◆ **GOAL OF THE EXERCISE**: Transcribe exactly the lines that fall between the one holding "Target: caravan door" and the one holding "Target: yellow hi-vis jacket", inclusive, from the entries below.

◆ **RAW DATA**:
★ ★ ★ ★

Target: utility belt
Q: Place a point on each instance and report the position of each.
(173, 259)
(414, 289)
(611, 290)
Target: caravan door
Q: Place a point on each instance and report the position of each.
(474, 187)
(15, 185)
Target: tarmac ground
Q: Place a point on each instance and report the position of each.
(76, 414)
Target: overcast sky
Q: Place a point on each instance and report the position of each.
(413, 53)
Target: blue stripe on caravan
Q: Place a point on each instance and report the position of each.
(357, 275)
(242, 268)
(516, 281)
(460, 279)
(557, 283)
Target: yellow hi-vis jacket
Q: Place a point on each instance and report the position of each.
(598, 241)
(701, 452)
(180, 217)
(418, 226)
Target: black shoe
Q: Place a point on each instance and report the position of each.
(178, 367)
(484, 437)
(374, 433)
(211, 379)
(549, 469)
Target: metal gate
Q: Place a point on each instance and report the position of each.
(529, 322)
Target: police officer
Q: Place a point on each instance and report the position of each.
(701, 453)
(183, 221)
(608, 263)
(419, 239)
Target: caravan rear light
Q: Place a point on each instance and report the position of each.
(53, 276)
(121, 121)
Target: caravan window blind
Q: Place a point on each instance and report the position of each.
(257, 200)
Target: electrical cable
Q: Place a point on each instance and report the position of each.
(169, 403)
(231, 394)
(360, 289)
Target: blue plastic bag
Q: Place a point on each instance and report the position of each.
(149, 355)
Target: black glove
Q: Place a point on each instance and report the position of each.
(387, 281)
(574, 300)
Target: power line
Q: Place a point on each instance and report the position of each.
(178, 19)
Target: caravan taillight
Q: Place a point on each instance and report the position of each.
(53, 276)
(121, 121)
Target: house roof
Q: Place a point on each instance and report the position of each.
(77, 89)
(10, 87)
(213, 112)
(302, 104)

★ ★ ★ ★

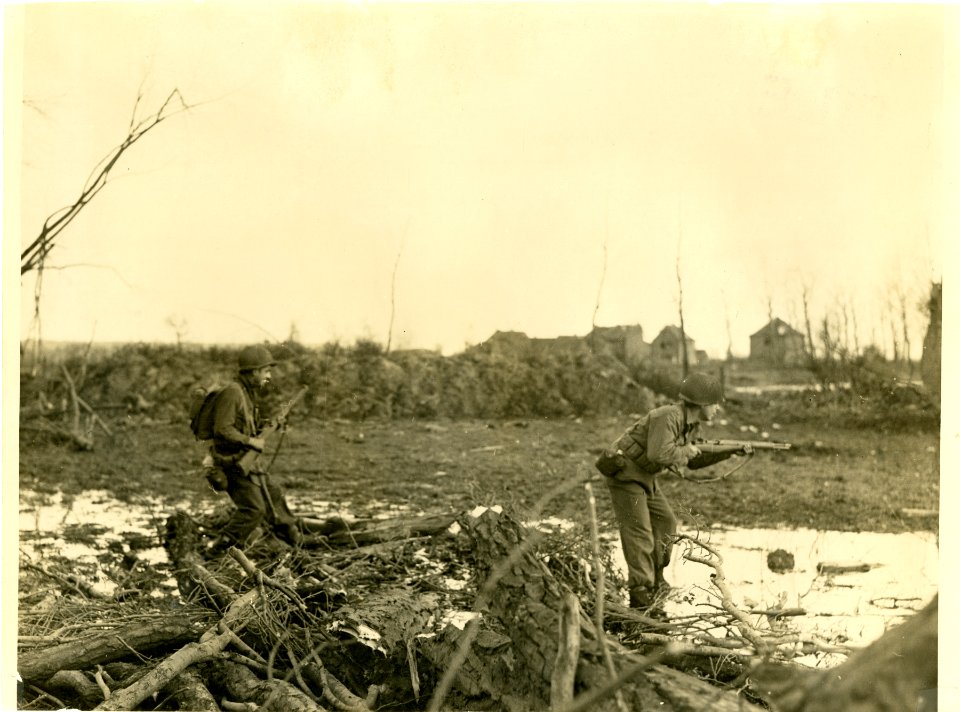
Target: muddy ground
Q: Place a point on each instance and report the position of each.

★ ★ ★ ★

◆ **COMPLETED TASK**:
Target: caravan door
Q: Place a point on each instance and report the position of each.
(474, 187)
(15, 185)
Target: tarmac ground
Q: Place a point on each instance and report the position of each.
(76, 414)
Target: overcast sky
Q: Place a point on each instance and report the position of each.
(413, 53)
Target: blue stripe on caravan
Q: Place a point on each instance and report the position of each.
(357, 275)
(242, 268)
(516, 281)
(460, 279)
(557, 283)
Target: yellow hi-vis jacket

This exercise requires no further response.